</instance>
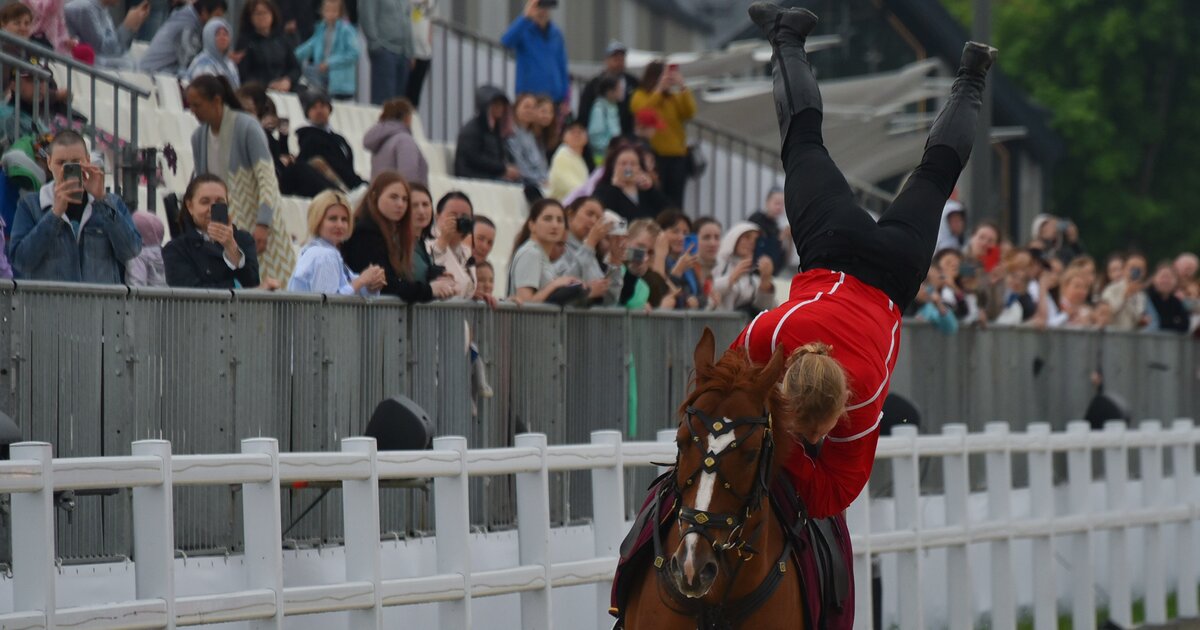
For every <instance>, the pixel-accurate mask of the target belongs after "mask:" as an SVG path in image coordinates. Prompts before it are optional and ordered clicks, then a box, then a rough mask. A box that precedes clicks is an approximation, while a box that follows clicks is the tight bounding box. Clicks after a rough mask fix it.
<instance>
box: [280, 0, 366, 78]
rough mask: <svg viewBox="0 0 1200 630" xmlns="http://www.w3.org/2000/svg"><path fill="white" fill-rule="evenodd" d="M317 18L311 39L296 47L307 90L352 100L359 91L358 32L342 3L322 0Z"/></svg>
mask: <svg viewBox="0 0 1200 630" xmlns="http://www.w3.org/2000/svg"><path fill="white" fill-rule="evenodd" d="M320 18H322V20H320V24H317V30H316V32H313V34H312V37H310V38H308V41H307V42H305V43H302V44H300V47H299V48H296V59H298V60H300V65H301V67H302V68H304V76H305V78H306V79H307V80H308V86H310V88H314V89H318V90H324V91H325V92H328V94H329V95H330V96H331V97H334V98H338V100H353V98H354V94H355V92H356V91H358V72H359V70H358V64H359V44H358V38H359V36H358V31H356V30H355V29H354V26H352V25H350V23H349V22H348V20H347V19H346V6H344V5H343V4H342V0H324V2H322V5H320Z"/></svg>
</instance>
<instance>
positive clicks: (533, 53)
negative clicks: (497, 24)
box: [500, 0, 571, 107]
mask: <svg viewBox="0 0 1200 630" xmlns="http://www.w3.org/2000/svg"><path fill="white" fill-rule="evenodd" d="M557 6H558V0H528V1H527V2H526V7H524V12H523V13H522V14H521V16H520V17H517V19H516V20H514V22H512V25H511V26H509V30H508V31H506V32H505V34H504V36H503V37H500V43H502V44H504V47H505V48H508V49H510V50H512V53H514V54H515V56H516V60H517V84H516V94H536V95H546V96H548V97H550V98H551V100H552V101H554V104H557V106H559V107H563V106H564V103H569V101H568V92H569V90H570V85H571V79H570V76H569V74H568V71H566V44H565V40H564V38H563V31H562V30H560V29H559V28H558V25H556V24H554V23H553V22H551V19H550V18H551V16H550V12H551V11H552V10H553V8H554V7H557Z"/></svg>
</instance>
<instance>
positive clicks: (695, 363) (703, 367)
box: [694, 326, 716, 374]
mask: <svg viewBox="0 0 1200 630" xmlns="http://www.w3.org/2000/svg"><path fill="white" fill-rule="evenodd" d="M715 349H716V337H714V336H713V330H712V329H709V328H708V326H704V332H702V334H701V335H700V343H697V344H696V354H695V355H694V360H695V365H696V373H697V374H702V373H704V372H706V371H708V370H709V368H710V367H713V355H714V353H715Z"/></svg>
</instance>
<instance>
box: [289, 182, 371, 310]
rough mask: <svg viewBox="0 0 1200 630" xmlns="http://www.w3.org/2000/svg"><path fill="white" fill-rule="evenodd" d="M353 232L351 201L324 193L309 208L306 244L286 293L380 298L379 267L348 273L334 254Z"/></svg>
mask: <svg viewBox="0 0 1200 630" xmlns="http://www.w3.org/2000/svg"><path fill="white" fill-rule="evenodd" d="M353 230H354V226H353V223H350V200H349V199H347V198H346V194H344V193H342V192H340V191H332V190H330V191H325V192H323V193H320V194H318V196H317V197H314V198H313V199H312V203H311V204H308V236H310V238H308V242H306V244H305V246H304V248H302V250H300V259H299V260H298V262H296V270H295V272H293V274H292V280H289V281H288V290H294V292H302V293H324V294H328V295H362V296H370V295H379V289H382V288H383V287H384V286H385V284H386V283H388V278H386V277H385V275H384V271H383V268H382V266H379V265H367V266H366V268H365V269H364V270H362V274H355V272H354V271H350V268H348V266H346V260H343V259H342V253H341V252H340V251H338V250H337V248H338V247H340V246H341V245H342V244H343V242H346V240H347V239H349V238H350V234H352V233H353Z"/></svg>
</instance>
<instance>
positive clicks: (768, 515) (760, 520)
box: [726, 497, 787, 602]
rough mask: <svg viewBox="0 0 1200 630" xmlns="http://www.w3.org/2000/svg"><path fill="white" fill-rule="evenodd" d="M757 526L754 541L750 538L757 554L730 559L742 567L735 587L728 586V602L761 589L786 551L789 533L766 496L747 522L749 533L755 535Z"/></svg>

WHAT TO PRODUCE -> Wherever the word "positive" turns up in the records above, copy the line that holds it.

ANSWER SPACE ->
positive clicks: (533, 53)
positive clicks: (695, 363) (703, 367)
positive clicks: (768, 515) (760, 520)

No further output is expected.